= EXCERPT =

Content starts

Good Heavens! Are you still trying to win?
-Princess Bride

Saturday, August 3, 2013

One year

A year ago I was in Arizona, just after my 5th spinal surgery. And it went as well as usual! I was flat on my back for awhile, gushing spinal fluid, horribly sick from the medication they gave me (Zofran is evil; just saying), numb on the left side waist to foot. The trip home on the 4th was...well, I'm sure you can do the math there. After getting home, I had to use a cane for awhile, and only got sicker. After a few days, I figured out I had a migraine, it hit bottom, and I started improving--at least the "sick" part!

But, that was then, this is now. And I'm so glad it's a year later. I do wish I could say, "Hey! The surgery worked! I'm awesome now!" But, at least for now, that's not the case. Despite all the surgeries, physical therapy, weight loss, exercise, and pretty much everything under the sun save sacrificing baby goats to the Spine God, I'm about the same. I can't sit. I can't walk all that far, or stand all that long. My foot is still tingly, though I don't need a cane. It makes life complicated if one wants to actually DO anything or GO anywhere.

Content ends

= EXERCISE INSTRUCTIONS =
Summarize the blog post in two sentences. The listing has no connection to the blog post.

= RECORDS PROVIDED =
Content starts

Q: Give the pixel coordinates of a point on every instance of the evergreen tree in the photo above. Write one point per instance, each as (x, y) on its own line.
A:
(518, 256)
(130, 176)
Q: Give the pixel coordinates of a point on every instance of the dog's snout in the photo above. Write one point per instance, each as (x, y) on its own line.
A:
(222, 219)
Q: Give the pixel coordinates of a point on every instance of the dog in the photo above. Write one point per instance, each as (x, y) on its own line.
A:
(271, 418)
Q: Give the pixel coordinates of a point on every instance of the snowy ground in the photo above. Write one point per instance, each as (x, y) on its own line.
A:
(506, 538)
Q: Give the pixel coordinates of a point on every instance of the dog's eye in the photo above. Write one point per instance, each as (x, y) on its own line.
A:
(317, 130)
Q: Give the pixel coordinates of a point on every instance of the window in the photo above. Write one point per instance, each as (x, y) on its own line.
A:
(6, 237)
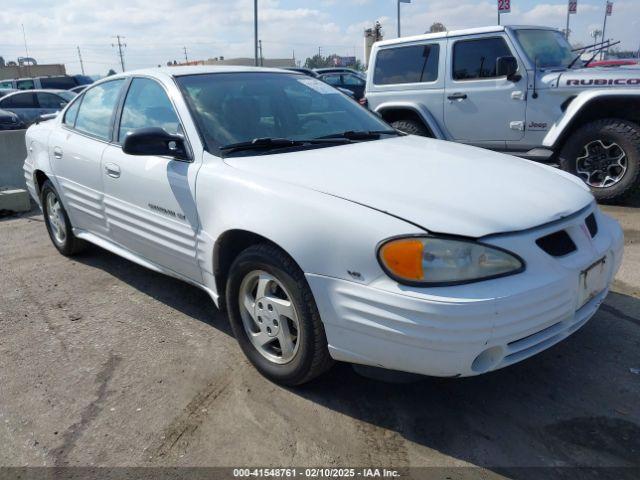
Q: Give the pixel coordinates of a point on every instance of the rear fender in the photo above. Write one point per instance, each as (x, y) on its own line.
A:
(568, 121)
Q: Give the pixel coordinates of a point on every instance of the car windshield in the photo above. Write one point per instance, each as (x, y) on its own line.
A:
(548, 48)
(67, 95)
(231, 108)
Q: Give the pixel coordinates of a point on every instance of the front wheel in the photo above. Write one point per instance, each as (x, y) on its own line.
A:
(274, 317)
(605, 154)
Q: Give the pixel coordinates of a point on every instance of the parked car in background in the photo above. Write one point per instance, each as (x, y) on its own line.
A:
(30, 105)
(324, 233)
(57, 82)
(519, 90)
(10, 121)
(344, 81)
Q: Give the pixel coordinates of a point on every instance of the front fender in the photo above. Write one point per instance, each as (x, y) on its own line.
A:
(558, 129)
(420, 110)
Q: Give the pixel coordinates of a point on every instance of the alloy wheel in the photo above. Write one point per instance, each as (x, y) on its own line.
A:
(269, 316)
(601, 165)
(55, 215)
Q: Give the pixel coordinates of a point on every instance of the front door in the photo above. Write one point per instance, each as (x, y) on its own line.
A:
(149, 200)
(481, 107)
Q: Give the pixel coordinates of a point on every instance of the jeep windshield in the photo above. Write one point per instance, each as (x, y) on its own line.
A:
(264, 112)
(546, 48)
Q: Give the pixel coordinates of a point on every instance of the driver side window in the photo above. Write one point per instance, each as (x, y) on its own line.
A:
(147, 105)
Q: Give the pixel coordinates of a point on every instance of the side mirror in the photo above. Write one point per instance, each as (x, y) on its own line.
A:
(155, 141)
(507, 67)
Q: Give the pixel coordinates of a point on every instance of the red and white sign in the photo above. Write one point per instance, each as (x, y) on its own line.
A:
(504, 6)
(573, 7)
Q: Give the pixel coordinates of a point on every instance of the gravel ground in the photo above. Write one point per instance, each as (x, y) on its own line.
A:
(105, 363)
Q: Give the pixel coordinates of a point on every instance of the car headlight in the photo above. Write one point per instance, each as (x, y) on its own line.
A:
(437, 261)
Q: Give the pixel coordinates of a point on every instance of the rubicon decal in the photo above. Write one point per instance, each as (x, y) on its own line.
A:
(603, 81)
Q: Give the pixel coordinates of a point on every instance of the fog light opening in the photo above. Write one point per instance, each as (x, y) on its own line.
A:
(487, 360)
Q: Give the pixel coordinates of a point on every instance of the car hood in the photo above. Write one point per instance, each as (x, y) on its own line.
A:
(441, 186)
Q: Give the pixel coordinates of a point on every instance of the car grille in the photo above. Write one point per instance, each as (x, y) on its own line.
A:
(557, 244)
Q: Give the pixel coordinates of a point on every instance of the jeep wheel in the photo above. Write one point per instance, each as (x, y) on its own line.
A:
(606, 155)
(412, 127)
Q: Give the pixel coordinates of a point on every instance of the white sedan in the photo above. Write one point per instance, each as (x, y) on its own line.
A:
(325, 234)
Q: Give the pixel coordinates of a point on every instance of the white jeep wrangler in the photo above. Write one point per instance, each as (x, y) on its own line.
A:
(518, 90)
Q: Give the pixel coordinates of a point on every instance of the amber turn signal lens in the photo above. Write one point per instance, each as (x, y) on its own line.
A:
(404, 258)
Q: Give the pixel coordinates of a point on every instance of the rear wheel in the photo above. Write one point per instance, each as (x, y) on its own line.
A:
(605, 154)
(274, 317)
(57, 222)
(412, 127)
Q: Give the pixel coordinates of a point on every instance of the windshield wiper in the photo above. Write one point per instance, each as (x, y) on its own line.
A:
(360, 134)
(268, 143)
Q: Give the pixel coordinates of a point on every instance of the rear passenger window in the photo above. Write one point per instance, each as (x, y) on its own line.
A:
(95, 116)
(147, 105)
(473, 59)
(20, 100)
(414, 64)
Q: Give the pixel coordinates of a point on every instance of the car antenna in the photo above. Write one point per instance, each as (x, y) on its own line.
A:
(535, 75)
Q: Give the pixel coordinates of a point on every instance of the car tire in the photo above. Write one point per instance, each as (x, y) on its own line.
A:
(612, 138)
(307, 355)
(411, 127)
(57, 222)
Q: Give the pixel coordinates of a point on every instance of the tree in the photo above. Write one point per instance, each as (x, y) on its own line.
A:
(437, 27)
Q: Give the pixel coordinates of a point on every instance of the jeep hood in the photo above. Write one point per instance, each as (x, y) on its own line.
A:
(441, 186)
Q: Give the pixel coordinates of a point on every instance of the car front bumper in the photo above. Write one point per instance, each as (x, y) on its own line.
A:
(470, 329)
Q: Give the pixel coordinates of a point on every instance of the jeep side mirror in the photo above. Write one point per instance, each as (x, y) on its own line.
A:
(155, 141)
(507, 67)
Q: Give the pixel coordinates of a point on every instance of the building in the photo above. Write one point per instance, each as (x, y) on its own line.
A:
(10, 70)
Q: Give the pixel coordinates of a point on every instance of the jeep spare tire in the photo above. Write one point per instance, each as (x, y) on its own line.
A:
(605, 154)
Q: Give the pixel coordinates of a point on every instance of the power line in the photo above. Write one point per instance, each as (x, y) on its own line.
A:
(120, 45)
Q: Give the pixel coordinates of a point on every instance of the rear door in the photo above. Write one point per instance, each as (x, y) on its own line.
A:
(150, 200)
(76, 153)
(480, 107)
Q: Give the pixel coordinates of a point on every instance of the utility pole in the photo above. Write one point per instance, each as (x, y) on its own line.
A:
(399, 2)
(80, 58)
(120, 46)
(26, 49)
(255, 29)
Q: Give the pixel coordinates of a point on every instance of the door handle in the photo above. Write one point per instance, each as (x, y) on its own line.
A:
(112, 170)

Content ends
Content starts

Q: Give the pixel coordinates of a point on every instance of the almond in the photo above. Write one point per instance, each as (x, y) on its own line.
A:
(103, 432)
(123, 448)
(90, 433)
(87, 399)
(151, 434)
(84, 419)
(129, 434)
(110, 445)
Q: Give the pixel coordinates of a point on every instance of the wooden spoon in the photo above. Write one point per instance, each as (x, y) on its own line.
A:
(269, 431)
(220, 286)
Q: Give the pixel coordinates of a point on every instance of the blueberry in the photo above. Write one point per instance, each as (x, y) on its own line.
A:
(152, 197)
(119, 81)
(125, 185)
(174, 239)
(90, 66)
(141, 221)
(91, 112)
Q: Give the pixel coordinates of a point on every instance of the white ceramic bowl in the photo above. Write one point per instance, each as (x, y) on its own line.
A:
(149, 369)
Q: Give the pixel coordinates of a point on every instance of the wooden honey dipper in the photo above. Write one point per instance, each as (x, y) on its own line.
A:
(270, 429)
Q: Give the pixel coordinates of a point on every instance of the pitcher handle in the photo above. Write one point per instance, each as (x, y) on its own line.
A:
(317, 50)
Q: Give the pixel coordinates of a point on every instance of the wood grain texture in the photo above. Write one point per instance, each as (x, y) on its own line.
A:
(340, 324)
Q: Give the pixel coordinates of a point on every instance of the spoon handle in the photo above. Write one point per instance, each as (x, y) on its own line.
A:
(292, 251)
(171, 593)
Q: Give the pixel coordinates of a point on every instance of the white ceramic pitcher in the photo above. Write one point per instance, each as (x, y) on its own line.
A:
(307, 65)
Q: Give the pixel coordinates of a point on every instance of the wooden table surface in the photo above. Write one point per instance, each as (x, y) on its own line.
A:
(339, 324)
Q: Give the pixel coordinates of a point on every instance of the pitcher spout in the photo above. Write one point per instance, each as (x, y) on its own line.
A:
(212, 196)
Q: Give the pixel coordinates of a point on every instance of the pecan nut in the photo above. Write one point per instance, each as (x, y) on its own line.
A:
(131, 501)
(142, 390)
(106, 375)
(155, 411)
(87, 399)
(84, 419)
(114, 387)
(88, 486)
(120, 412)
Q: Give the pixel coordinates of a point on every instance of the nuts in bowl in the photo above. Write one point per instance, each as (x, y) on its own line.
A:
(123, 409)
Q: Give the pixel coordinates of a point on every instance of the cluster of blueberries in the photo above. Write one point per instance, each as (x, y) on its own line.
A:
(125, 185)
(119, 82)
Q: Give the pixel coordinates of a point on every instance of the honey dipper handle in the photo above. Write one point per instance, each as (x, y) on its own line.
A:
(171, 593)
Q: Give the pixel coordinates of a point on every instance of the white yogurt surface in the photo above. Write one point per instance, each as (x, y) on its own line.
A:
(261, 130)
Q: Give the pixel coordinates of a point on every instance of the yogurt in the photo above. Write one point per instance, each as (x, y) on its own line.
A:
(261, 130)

Content ends

= REPLY =
A year ago the writer was in Arizona right after a fifth spinal surgery: flat on their back, leaking spinal fluid, sick from medication, numb on the left side from waist to foot, and later hit by a migraine before the sickness began to ease. A year later, despite surgeries, physical therapy, weight loss and exercise, the writer is about the same: unable to sit or to walk or stand for long, with a foot that still tingles, though no cane is needed.